─── Given entries ───

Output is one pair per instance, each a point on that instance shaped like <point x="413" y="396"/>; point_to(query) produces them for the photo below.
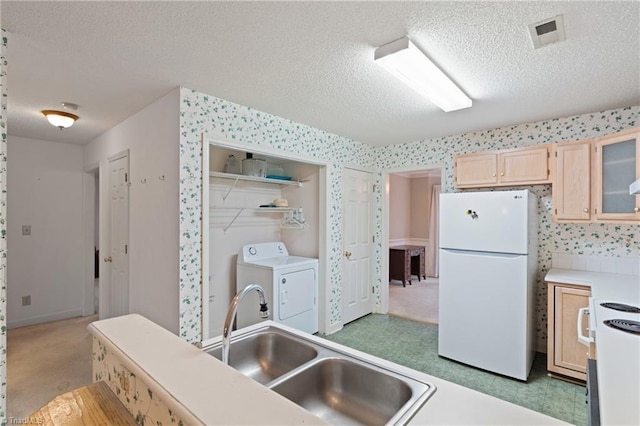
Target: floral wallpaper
<point x="3" y="227"/>
<point x="217" y="118"/>
<point x="138" y="398"/>
<point x="588" y="239"/>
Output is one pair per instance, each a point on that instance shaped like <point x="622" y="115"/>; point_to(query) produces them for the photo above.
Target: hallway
<point x="418" y="301"/>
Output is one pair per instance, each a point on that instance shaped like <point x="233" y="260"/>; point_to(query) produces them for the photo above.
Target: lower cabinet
<point x="565" y="355"/>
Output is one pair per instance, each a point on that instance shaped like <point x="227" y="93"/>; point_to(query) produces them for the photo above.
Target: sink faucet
<point x="231" y="315"/>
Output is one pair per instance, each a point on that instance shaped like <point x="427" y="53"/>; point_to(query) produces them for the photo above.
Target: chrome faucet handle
<point x="264" y="310"/>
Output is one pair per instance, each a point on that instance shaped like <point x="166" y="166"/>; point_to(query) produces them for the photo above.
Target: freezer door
<point x="485" y="221"/>
<point x="486" y="311"/>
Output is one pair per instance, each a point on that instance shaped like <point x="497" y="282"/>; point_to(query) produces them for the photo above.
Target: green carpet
<point x="415" y="345"/>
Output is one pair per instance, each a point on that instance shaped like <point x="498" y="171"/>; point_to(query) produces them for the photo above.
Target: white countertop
<point x="614" y="287"/>
<point x="217" y="394"/>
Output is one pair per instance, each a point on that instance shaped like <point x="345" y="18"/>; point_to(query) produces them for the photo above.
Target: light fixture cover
<point x="60" y="119"/>
<point x="405" y="61"/>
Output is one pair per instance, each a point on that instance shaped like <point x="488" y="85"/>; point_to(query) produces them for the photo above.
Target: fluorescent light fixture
<point x="60" y="119"/>
<point x="405" y="61"/>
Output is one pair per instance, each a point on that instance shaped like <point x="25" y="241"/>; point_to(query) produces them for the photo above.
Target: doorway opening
<point x="411" y="204"/>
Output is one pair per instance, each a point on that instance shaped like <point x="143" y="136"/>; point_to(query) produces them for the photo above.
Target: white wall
<point x="45" y="191"/>
<point x="152" y="138"/>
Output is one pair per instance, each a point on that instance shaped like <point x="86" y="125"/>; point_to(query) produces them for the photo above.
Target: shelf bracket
<point x="224" y="197"/>
<point x="233" y="220"/>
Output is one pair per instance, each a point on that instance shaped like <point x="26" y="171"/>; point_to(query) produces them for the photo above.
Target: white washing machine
<point x="290" y="284"/>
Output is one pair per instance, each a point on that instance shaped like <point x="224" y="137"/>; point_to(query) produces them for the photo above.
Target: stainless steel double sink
<point x="336" y="386"/>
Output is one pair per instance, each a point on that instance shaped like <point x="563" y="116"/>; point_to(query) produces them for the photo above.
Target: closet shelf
<point x="254" y="209"/>
<point x="255" y="179"/>
<point x="237" y="178"/>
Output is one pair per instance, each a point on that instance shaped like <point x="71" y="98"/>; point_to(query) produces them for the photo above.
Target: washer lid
<point x="285" y="262"/>
<point x="254" y="252"/>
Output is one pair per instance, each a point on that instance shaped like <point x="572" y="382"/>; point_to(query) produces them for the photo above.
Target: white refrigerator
<point x="488" y="264"/>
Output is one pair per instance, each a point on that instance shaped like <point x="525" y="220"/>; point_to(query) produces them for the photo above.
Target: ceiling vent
<point x="547" y="31"/>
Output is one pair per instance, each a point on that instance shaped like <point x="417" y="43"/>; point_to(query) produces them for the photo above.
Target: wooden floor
<point x="46" y="360"/>
<point x="418" y="301"/>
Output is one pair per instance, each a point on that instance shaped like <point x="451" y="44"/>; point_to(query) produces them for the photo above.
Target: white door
<point x="358" y="245"/>
<point x="118" y="254"/>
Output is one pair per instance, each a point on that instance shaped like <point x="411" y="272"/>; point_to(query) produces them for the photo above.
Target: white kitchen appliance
<point x="614" y="327"/>
<point x="290" y="284"/>
<point x="488" y="263"/>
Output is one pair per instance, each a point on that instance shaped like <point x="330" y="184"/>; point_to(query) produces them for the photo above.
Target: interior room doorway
<point x="411" y="204"/>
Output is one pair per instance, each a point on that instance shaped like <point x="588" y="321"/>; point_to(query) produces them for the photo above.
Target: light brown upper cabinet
<point x="512" y="167"/>
<point x="616" y="166"/>
<point x="571" y="190"/>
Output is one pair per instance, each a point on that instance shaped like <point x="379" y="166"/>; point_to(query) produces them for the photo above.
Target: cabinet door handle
<point x="585" y="340"/>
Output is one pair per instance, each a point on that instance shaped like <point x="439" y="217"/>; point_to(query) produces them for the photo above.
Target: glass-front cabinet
<point x="617" y="165"/>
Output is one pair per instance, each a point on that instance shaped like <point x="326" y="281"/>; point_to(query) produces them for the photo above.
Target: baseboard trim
<point x="44" y="318"/>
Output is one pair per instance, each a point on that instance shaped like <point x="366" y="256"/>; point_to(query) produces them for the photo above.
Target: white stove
<point x="617" y="359"/>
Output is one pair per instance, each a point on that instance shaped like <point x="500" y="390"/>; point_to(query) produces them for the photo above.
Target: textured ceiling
<point x="312" y="62"/>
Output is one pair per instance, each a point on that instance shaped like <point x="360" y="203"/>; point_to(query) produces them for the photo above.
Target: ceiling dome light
<point x="60" y="119"/>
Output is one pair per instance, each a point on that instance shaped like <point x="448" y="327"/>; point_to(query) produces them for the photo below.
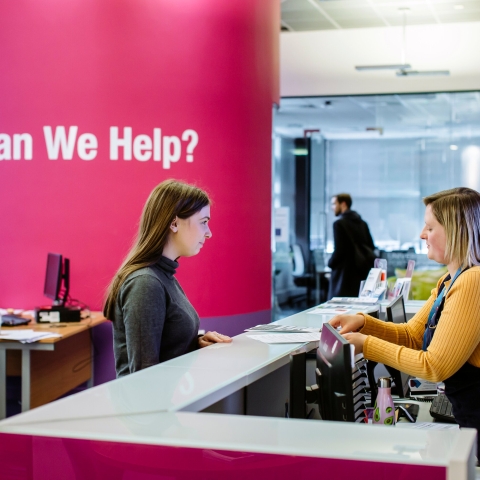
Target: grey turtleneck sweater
<point x="154" y="321"/>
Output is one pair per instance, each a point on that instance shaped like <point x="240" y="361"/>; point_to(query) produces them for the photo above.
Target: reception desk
<point x="216" y="413"/>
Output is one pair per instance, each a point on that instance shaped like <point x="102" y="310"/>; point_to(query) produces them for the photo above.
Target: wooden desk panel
<point x="54" y="373"/>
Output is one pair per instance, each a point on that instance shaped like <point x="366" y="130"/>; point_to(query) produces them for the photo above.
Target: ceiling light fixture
<point x="403" y="68"/>
<point x="423" y="73"/>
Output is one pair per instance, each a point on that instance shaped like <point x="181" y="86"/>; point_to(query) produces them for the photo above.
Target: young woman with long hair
<point x="153" y="321"/>
<point x="441" y="343"/>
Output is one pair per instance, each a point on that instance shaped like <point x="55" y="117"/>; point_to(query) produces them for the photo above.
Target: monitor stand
<point x="57" y="314"/>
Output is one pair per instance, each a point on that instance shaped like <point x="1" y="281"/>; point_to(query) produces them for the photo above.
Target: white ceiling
<point x="304" y="15"/>
<point x="428" y="115"/>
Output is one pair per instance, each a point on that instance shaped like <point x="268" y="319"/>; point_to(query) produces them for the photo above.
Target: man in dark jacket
<point x="353" y="254"/>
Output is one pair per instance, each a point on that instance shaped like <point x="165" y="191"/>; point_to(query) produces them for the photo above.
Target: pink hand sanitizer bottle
<point x="384" y="410"/>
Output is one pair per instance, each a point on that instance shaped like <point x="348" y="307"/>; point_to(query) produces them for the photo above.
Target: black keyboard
<point x="441" y="409"/>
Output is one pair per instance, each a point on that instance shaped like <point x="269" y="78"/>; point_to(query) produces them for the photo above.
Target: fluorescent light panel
<point x="362" y="68"/>
<point x="424" y="73"/>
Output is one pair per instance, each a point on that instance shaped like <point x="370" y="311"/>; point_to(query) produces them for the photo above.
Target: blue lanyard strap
<point x="436" y="310"/>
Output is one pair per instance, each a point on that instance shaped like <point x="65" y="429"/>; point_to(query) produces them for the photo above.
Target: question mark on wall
<point x="191" y="135"/>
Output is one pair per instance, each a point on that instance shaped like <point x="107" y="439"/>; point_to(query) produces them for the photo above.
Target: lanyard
<point x="436" y="310"/>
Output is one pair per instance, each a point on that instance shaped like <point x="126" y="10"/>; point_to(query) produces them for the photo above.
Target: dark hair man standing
<point x="353" y="254"/>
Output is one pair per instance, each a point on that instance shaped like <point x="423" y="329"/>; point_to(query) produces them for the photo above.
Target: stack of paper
<point x="277" y="328"/>
<point x="287" y="337"/>
<point x="27" y="335"/>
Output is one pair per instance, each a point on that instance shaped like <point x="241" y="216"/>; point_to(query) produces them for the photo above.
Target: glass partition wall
<point x="387" y="151"/>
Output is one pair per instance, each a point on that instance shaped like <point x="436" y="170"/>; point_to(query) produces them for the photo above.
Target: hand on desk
<point x="357" y="340"/>
<point x="212" y="337"/>
<point x="348" y="323"/>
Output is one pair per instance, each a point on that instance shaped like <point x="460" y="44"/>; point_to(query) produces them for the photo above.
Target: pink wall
<point x="210" y="66"/>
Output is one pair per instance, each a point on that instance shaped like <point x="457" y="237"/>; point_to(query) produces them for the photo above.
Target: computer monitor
<point x="396" y="311"/>
<point x="57" y="275"/>
<point x="340" y="397"/>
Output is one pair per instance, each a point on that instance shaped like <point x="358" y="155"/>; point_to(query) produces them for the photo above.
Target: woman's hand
<point x="357" y="340"/>
<point x="212" y="337"/>
<point x="348" y="323"/>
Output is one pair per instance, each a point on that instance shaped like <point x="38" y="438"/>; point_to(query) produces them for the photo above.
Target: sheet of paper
<point x="27" y="335"/>
<point x="329" y="311"/>
<point x="434" y="426"/>
<point x="287" y="337"/>
<point x="337" y="309"/>
<point x="276" y="328"/>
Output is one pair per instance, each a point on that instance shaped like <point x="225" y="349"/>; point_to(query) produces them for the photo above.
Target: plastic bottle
<point x="384" y="410"/>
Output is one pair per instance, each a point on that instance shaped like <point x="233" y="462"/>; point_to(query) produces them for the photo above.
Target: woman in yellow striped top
<point x="442" y="341"/>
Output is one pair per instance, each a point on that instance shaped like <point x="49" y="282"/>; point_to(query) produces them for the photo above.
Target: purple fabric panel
<point x="103" y="362"/>
<point x="73" y="459"/>
<point x="236" y="324"/>
<point x="102" y="336"/>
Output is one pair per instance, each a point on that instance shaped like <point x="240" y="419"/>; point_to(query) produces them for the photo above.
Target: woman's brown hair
<point x="168" y="200"/>
<point x="458" y="211"/>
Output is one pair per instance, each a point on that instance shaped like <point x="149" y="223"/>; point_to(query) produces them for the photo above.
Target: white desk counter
<point x="146" y="425"/>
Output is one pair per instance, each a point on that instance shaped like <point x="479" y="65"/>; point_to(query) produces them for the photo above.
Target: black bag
<point x="363" y="257"/>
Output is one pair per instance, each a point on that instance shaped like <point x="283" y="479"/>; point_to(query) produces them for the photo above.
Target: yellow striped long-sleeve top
<point x="455" y="342"/>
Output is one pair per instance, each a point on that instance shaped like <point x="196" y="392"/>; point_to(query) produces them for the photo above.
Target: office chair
<point x="301" y="277"/>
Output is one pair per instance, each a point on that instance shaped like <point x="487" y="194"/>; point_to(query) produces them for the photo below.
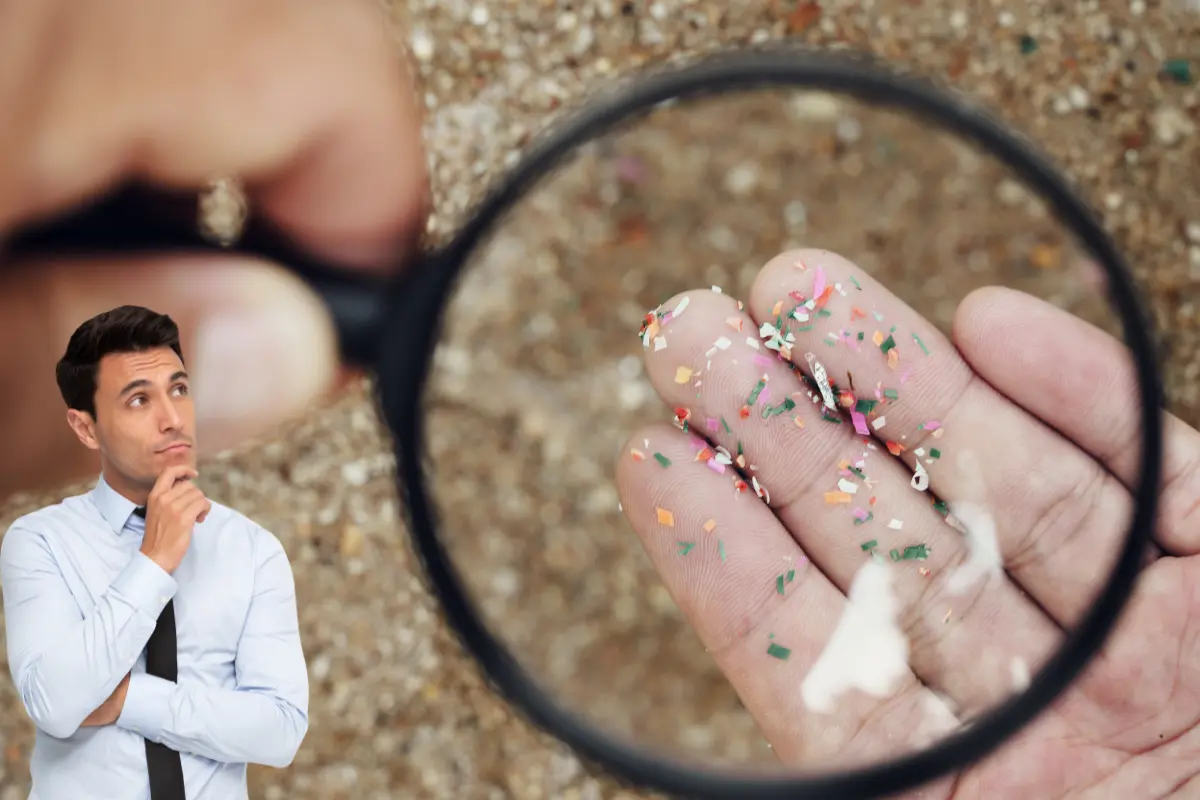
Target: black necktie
<point x="163" y="763"/>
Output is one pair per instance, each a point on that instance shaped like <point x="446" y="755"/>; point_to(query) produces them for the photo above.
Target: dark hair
<point x="127" y="329"/>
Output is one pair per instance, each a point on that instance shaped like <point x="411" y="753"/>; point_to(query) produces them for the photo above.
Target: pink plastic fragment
<point x="859" y="423"/>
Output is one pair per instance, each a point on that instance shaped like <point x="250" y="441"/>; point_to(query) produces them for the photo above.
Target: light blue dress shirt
<point x="81" y="602"/>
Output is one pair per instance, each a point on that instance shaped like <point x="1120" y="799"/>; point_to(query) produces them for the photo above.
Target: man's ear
<point x="84" y="427"/>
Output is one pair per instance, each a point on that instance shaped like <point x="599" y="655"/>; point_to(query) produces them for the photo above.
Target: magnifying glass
<point x="684" y="179"/>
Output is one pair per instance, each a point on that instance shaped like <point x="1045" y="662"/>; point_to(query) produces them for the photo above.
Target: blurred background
<point x="691" y="199"/>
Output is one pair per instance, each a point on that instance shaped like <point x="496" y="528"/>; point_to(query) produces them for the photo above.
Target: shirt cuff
<point x="147" y="708"/>
<point x="145" y="585"/>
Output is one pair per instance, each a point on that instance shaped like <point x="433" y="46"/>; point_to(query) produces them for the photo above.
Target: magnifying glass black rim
<point x="403" y="372"/>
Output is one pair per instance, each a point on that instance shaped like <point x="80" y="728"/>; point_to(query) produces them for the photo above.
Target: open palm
<point x="967" y="497"/>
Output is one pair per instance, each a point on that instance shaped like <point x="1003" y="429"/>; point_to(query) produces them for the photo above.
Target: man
<point x="105" y="590"/>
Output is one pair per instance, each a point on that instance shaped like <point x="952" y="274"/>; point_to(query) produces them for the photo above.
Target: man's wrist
<point x="147" y="707"/>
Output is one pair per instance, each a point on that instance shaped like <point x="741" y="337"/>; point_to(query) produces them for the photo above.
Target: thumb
<point x="259" y="348"/>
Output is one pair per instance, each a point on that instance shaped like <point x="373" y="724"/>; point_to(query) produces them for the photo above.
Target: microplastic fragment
<point x="756" y="391"/>
<point x="859" y="423"/>
<point x="911" y="553"/>
<point x="919" y="477"/>
<point x="774" y="410"/>
<point x="822" y="380"/>
<point x="778" y="651"/>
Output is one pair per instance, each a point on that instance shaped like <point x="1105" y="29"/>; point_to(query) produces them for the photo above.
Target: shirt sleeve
<point x="265" y="717"/>
<point x="66" y="662"/>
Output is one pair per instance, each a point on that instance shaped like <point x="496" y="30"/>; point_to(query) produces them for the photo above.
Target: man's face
<point x="144" y="415"/>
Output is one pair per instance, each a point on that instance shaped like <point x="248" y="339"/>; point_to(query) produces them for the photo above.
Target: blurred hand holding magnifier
<point x="856" y="519"/>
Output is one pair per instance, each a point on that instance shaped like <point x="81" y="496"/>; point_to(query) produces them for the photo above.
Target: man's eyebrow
<point x="141" y="383"/>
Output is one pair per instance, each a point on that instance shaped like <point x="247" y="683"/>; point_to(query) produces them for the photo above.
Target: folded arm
<point x="66" y="663"/>
<point x="265" y="717"/>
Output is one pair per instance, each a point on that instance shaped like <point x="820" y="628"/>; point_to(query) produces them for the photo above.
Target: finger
<point x="843" y="498"/>
<point x="258" y="346"/>
<point x="1080" y="380"/>
<point x="1062" y="513"/>
<point x="311" y="104"/>
<point x="767" y="614"/>
<point x="196" y="509"/>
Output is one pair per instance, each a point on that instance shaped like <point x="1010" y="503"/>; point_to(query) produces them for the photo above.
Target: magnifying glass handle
<point x="133" y="221"/>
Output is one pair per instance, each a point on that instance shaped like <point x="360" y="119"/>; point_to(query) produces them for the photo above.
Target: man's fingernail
<point x="257" y="367"/>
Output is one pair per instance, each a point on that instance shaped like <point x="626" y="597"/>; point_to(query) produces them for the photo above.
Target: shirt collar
<point x="113" y="506"/>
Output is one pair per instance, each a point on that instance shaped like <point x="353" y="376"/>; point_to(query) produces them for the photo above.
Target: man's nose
<point x="171" y="417"/>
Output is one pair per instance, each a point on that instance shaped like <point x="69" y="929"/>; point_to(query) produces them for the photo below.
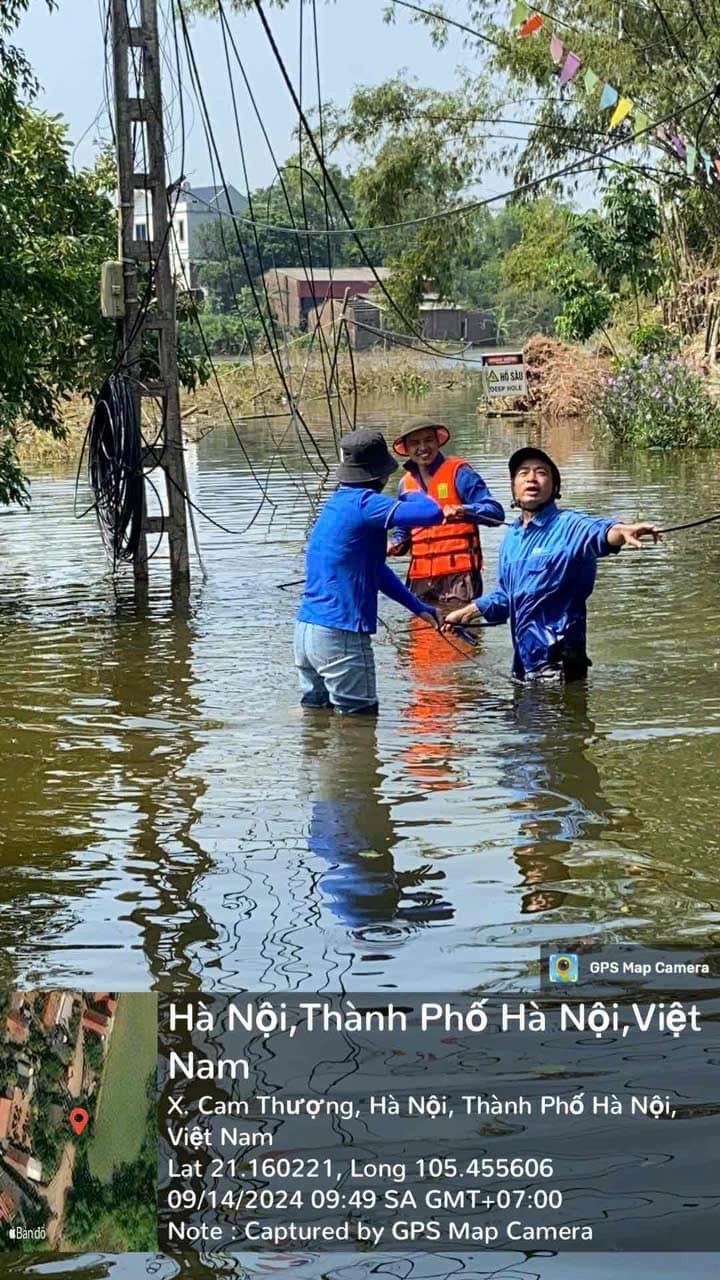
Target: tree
<point x="647" y="51"/>
<point x="55" y="229"/>
<point x="610" y="251"/>
<point x="233" y="254"/>
<point x="418" y="155"/>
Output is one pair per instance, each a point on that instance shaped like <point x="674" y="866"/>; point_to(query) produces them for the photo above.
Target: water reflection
<point x="433" y="707"/>
<point x="171" y="819"/>
<point x="351" y="830"/>
<point x="100" y="750"/>
<point x="559" y="791"/>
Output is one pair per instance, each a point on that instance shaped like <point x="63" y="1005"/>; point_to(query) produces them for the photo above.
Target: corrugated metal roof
<point x="322" y="274"/>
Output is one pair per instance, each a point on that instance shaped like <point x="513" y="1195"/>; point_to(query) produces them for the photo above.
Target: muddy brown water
<point x="172" y="821"/>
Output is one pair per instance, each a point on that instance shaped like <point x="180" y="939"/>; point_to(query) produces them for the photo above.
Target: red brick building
<point x="294" y="292"/>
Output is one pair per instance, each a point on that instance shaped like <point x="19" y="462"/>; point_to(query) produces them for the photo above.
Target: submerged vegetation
<point x="652" y="401"/>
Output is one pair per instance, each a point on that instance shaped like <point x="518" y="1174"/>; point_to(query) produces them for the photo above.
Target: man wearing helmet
<point x="546" y="572"/>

───

Aim of the task: Would you output, word for word, only the lines running from the line with "Target: man's fingernail" to the end of the listing above, both ends included, with no pictures?

Solution below:
Target: man's fingernail
<point x="257" y="367"/>
Output is one pair per instance, each a point on that instance shaped like <point x="626" y="597"/>; point_to(query) produces them for the photo above.
Target: shirt collar
<point x="113" y="506"/>
Output is one pair per instance, each a point on that instance shaped like <point x="353" y="376"/>; point_to(query) produces them for the photo above.
Target: man's nose
<point x="171" y="417"/>
Output is one pair per instance, each a point on that instance shaped like <point x="69" y="929"/>; point_to(query) produces them for the photo below.
Target: tree
<point x="647" y="51"/>
<point x="55" y="229"/>
<point x="610" y="251"/>
<point x="233" y="254"/>
<point x="418" y="155"/>
Output is one pair per instance, each a point on that instance shaped like <point x="674" y="866"/>; point_to(query) produces them for the photo above.
Target: water reflection
<point x="433" y="707"/>
<point x="171" y="819"/>
<point x="351" y="830"/>
<point x="100" y="750"/>
<point x="559" y="791"/>
Output is one pair per instance, each a point on that instance shaped like <point x="63" y="1005"/>; point_to(query) produces them for the photo above.
Target: corrugated metal roof
<point x="322" y="274"/>
Output is one pair per instance, each a point on that instance shaped like <point x="513" y="1195"/>; point_to(query) produces them for the photo above.
Target: muddy brown water
<point x="172" y="821"/>
Output is one pair per instance, each a point on that instance shaped like <point x="180" y="939"/>; point_to(query) produces them for the photo above.
Target: red brick building
<point x="294" y="292"/>
Output is one pair per instance, each a point on that instance shaped like <point x="19" y="462"/>; point_to(query) produces them for the photo above.
Target: submerged vegetation
<point x="652" y="401"/>
Output is one pair per instance, each a point on that instance shaped like <point x="518" y="1174"/>; point_to(query) produces them for the photo above.
Target: man wearing helmet
<point x="546" y="572"/>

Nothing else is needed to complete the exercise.